* [Activity A] In the tartlet recipe, rewrite the part that opens with the words containing "On a lightly" and closes with "forth when cutting.", putting "skewer" in place of "fork".
* [Activity B] Put this sentence from the tartlet recipe into Spanish: "Make sure there are no air pockets under the pastry."
* [Activity C] Go on with the sun-dried tomato and goat cheese tartlet recipe from its last sentence.

* [Text under study]
.....

# Sun-dried Tomato and Goat Cheese Tartlets



## Raine (Feb 1, 2005)

Sun-dried Tomato and Goat Cheese Tartlets

Ingredients: 

12 ounces frozen puff pastry, thawed
2 garlic cloves, minced
1/2 teaspoon ground white pepper
1 ½ tablespoons fresh basil, chopped
1/3 cup whole milk
2 tablespoons dry sherry
2 large eggs
1 ½ teaspoons all-purpose flour
1/2 cup fresh goat cheese, crumbled
1/4 cup green onions, minced
3 tablespoons sun-dried tomatoes, minced 

Directions: 

Preheat oven to 350 F. 

On a lightly floured surface, roll the puff pastry to 1/8-inch thick. Once rolled, generously prick the surface of the pastry with a fork. Using a 2 ½-inch round cookie cutter, cut 30 rounds from the puff pastry. Apply firm pressure on the cookie cutter and avoid moving it back and forth when cutting. 

Place each puff pastry round into a 1 ¾-inch round tart mold and press gently. Make sure there are no air pockets under the pastry. Cover the puff pastry in the tart molds with a small piece of foil and fill with uncooked dried beans, rice or pastry weights. Place the tarts on a cookie sheet and refrigerate for 5 minutes.

.....

* [Exercise data]
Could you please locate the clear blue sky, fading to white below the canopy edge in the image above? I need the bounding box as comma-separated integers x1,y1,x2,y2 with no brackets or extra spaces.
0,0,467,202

.....

* [Written reply A]
On a lightly floured surface, roll the puff pastry to 1/8-inch thick. Once rolled, generously prick the surface of the pastry with a skewer. Using a 2 ½-inch round cookie cutter, cut 30 rounds from the puff pastry. Apply firm pressure on the cookie cutter and avoid moving it back and forth when cutting.

* [Written reply B] Asegúrese de que no haya bolsas de aire debajo de la masa.

* [Written reply C]
Bake the tart shells for 20 minutes. Allow them to cool completely and remove the foil and beans, rice or weights. 

Combine the garlic, white pepper, basil, milk and sherry in a food processor. Add the eggs and flour and process until just blended. Toss together the goat cheese, green onion and sun-dried tomatoes. Place 1 teaspoon of the goat cheese mixture into each tart shell before filling with the egg mixture until nearly full, about 3/4 teaspoon. Place the cookie sheet with the tarts in the 350 F oven and bake for about 6 to 8 minutes, or until set. Serve immediately. Makes 30 tartlets.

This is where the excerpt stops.